**Source document:**
+ + + + + + +

Scots testers give male 'pill' thumbs up
A CONTRACEPTIVE jab for men has proved successful in preventing unplanned pregnancies after tests in Scotland, raising hopes it will be made available to more couples.
• Impressed: Bill and Rachael Crozier, with four-year-old son Bailey, from Kirkcaldy, have so far found the contraceptive jab they are testing to be effective. Photograph: Phil Wilkinson
The injections, which men have every two months, sparked major interest when Edinburgh University called for couples to help them test the product.
Now, with no pregnancies reported in the Scottish arm of the international study in the past year, researchers hope it could become a new contraceptive option with men taking on more of the family-planning burden.
One couple taking part in the study called for a jab to be launched on the market as soon as possible after their previous contraceptive methods led to them having three unplanned pregnancies.
The World Health Organisation trial, involving 200 couples around the globe, uses a combination of the hormones testosterone and progesterone which dramatically reduce a man's sperm count.
The contraceptive, given in the trial in two jabs, works by reducing sperm counts from above 20 million sperm per millilitre to zero, and to less than one million in others, below the viable threshold for a pregnancy. This result provides better contraceptive protection than condoms, and a similar success rate to the female pill.
Professor Richard Anderson, from Edinburgh University's reproductive and developmental sciences division, said: "The results are very encouraging and it has gone very well. Most of our couples will be finishing (the trial] over the course of the spring. A couple of other centres will go on the rest of this year, so it will be a while before we get a final analysis."
It will also still need to satisfy researchers that it is effective on a large scale and does not have any unwanted side effects.
A major barrier to the acceptance of male contraception has been the reluctance of men to undergo a daily ritual. But as the new injection technique only needs to be given every two months, it is hoped men will now accept a greater share of the responsibility for contraception. It might also prove useful for couples who have had problems with other forms of contraception, or women worried about links between the pill and cancer.
"The first study I was involved in in this field we had to give the men an injection every week, which was enormously tedious by comparison," Anderson said. "Every two months is more feasible."
One couple who took part in the trial are Bill and Rachael Crozier, from Kirkcaldy. Crozier, 38, a firefighter, said: "I wanted to see if it would work, but I also wanted to take part in something that, if it was successful, could be put on the market as a contraceptive for guys to use.
"We have got three kids of our own and each one of those kids has been conceived while we have been using contraception. I decided enough was enough and I could let my wife come off the pill while I did this."

+ + + + + + +

(Saved entries)
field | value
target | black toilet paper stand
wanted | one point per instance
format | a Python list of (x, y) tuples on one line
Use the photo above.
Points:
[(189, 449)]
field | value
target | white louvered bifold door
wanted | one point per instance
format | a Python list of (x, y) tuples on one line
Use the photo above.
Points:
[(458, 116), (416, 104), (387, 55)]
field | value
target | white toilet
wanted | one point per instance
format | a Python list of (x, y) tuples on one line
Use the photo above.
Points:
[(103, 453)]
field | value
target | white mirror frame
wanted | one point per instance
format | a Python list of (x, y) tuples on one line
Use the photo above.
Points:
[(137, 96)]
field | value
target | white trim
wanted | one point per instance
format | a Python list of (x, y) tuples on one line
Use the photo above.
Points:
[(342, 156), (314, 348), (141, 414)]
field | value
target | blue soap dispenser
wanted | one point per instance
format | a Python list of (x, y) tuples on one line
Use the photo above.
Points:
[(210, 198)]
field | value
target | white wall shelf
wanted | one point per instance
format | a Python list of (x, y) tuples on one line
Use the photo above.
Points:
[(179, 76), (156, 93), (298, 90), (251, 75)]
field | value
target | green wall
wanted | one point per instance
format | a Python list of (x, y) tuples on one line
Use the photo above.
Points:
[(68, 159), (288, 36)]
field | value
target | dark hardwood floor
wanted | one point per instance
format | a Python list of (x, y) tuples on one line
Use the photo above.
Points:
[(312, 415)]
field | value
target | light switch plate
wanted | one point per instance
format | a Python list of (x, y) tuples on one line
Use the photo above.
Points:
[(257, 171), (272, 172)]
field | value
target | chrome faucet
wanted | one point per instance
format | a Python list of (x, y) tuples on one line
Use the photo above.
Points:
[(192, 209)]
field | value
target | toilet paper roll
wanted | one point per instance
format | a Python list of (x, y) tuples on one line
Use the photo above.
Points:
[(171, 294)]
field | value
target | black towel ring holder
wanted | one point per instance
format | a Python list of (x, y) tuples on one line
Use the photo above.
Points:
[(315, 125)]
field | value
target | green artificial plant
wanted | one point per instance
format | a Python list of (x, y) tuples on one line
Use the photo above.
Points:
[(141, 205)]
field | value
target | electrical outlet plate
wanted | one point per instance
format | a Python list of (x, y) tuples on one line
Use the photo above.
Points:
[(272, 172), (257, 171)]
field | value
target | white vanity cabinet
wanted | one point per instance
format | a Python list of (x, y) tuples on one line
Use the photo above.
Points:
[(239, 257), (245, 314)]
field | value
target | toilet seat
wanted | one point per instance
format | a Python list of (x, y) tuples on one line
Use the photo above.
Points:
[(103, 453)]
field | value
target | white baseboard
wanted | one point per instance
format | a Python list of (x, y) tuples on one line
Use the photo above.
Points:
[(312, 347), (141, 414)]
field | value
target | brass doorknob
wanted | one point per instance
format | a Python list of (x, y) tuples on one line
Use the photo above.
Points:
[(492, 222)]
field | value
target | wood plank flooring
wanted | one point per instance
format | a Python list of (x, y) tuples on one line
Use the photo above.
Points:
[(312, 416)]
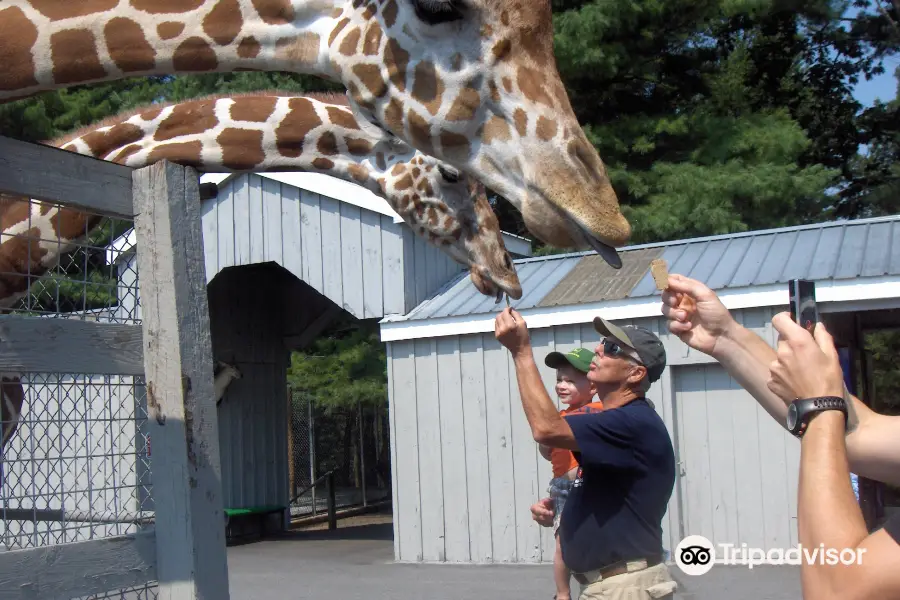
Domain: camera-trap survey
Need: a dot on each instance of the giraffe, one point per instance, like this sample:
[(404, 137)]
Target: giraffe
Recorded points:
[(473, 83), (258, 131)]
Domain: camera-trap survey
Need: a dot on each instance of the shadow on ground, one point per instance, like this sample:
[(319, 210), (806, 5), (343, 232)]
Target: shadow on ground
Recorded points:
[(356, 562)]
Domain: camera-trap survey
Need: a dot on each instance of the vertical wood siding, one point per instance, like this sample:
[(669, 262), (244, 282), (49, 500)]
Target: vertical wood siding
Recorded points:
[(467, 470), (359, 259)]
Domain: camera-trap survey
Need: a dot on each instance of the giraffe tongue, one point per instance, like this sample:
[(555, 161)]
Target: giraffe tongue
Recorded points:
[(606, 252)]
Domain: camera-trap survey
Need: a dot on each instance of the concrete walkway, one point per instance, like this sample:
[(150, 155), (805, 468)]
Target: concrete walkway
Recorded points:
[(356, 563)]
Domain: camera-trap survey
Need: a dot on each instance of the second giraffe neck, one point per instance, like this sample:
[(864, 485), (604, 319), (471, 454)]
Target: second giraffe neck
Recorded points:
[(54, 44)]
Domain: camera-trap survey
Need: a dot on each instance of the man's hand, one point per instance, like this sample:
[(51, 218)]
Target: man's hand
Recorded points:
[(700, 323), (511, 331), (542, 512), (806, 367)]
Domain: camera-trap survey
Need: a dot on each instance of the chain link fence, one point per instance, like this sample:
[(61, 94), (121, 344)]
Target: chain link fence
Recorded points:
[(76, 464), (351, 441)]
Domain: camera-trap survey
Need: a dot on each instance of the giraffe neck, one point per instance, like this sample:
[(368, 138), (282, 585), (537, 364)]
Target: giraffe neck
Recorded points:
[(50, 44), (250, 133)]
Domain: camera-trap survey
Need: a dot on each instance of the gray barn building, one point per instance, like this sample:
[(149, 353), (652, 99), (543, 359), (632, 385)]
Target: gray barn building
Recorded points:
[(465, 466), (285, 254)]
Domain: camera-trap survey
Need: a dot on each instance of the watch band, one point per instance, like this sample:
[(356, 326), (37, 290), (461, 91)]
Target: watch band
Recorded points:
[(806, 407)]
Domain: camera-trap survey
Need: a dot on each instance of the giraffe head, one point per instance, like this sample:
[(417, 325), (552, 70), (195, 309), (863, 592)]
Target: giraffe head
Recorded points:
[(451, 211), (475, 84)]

+ + + + + + +

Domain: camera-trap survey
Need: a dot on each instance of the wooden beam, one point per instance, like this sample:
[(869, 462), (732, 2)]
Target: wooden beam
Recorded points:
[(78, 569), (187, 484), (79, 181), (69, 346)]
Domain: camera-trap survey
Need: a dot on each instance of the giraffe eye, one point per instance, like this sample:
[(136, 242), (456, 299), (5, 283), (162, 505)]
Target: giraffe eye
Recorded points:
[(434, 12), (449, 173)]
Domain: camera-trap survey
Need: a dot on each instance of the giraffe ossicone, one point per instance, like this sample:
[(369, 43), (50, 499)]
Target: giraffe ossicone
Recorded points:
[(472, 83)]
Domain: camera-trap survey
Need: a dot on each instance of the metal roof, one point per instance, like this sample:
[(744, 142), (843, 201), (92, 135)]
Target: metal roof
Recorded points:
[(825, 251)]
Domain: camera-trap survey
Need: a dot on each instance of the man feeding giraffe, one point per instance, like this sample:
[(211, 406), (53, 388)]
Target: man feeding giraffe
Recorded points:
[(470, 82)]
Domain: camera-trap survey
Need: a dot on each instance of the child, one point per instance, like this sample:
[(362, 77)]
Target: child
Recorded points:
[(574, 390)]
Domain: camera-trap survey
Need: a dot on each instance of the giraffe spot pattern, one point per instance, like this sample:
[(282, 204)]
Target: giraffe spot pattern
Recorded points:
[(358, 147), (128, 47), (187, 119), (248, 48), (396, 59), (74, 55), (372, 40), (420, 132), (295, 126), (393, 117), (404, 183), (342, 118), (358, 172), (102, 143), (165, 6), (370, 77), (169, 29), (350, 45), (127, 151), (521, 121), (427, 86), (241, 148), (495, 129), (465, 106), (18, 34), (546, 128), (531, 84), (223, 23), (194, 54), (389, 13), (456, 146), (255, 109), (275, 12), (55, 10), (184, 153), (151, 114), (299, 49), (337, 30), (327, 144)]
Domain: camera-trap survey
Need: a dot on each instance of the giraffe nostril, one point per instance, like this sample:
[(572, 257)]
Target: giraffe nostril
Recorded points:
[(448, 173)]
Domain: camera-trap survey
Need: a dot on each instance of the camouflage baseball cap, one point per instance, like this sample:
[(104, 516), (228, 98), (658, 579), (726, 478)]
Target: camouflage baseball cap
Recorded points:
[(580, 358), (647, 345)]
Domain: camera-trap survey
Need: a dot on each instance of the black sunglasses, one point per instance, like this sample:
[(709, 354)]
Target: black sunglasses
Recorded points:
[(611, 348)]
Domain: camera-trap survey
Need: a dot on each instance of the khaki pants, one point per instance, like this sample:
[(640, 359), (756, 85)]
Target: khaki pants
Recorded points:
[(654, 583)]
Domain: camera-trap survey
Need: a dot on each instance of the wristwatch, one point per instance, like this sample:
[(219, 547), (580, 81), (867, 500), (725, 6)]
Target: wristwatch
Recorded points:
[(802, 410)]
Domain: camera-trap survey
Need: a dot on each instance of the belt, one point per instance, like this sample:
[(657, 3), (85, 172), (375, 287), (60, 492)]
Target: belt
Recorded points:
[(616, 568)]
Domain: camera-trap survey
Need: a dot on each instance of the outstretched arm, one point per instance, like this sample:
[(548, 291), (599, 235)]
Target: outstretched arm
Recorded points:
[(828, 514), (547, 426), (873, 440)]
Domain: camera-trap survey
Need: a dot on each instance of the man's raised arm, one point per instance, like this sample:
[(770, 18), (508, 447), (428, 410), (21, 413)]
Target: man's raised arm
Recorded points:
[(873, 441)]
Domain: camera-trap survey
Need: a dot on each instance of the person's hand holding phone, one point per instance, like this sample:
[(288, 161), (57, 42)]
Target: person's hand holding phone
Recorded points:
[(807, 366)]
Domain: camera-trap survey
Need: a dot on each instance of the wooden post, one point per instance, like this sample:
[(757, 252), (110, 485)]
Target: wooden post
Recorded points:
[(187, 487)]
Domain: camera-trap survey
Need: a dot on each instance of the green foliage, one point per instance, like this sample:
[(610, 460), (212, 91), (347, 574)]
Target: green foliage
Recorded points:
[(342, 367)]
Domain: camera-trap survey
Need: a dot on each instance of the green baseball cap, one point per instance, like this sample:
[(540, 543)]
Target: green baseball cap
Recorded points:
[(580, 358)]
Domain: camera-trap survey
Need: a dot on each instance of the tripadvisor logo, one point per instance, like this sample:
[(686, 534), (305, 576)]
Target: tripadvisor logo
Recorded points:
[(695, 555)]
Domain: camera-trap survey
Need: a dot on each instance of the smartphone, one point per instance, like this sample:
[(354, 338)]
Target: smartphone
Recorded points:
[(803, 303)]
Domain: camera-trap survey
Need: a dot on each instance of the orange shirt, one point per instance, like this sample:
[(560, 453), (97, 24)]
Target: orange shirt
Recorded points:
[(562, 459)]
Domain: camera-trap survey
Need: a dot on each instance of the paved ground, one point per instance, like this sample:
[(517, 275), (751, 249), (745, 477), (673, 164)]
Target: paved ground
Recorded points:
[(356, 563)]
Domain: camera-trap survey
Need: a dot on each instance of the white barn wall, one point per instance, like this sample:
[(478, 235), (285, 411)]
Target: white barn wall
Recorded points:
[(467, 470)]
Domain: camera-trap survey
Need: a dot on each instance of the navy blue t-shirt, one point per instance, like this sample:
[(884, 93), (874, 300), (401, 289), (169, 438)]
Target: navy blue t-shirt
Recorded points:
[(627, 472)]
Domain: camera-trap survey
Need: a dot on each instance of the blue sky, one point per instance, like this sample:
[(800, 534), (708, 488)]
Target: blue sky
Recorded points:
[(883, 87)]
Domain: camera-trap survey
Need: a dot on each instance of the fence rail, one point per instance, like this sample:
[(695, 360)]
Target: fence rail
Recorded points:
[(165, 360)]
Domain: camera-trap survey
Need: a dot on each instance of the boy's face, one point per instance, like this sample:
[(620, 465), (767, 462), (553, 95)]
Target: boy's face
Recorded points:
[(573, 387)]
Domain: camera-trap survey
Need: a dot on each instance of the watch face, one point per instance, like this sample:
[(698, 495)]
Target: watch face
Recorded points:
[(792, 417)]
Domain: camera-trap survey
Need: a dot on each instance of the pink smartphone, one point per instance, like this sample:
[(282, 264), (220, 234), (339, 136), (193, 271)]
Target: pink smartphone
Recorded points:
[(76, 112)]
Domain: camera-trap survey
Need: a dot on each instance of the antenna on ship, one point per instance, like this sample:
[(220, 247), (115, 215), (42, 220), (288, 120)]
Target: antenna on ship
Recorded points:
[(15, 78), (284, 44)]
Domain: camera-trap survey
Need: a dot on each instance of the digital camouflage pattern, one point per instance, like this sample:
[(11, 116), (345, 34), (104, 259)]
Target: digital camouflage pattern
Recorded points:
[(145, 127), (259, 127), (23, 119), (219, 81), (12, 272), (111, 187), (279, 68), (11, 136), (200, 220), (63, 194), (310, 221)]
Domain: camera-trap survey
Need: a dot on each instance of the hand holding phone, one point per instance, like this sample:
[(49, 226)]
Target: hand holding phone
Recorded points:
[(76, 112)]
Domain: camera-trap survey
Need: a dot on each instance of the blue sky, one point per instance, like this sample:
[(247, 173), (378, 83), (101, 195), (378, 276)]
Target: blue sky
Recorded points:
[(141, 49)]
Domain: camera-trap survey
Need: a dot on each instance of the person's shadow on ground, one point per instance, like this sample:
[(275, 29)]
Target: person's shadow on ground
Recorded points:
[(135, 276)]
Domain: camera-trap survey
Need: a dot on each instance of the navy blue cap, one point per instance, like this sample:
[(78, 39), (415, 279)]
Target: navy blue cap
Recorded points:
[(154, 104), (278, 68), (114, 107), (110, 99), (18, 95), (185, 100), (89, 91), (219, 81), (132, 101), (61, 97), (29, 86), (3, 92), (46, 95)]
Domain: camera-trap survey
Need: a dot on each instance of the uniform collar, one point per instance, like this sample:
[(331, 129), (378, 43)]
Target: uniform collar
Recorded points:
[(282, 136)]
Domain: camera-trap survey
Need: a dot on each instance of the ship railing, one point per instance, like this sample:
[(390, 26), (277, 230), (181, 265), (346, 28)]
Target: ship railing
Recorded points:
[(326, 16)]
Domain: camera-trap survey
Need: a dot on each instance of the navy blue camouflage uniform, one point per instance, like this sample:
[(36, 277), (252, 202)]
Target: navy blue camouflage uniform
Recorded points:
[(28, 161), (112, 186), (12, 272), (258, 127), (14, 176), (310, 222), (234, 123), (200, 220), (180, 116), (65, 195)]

+ + + + + + +

Answer these questions using the article on the male contraceptive jab:
(a) How many couples around the globe are involved in the World Health Organisation trial?
(b) How often do men in the study receive the injections?
(c) What is Bill Crozier's occupation?

**Response below:**
(a) 200 couples
(b) Every two months
(c) Firefighter